Keep only the lines in the items below that contain the string "positive", and copy each one unchanged.

== Segment start ==

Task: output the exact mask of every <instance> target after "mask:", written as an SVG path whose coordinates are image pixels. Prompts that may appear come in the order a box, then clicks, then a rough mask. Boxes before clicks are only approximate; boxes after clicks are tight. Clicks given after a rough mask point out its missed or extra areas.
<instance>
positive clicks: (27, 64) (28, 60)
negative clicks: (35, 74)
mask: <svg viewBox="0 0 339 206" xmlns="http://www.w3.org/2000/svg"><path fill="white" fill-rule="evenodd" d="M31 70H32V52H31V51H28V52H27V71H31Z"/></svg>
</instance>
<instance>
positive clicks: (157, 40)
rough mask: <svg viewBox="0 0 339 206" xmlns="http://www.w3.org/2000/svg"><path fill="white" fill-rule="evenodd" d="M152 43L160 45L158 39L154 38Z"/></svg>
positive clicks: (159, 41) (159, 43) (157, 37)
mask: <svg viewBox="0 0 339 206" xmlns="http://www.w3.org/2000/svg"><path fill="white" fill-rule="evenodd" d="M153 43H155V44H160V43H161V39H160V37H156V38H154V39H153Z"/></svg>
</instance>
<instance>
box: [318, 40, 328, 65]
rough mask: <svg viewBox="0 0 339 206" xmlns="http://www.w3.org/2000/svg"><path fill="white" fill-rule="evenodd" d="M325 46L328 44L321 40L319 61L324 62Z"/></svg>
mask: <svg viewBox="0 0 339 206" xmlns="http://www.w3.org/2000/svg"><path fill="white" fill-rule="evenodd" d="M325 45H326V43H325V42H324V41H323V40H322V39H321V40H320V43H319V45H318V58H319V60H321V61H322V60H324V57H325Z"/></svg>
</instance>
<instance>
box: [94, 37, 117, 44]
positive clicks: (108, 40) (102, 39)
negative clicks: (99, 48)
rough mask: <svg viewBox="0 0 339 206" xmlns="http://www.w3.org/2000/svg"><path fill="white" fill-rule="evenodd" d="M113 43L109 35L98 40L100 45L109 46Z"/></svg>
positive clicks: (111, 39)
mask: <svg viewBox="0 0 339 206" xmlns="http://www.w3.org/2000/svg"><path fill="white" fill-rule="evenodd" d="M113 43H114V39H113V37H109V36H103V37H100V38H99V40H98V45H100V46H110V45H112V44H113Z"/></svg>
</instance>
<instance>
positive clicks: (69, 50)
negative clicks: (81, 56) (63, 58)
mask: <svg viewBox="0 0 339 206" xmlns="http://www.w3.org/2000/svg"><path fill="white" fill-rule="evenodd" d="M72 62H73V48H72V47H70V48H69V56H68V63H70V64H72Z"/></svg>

== Segment end ==

RESULT
positive clicks: (27, 64) (28, 60)
positive clicks: (157, 40)
positive clicks: (159, 41) (159, 43) (157, 37)
positive clicks: (108, 40) (102, 39)
positive clicks: (111, 39)
positive clicks: (69, 50)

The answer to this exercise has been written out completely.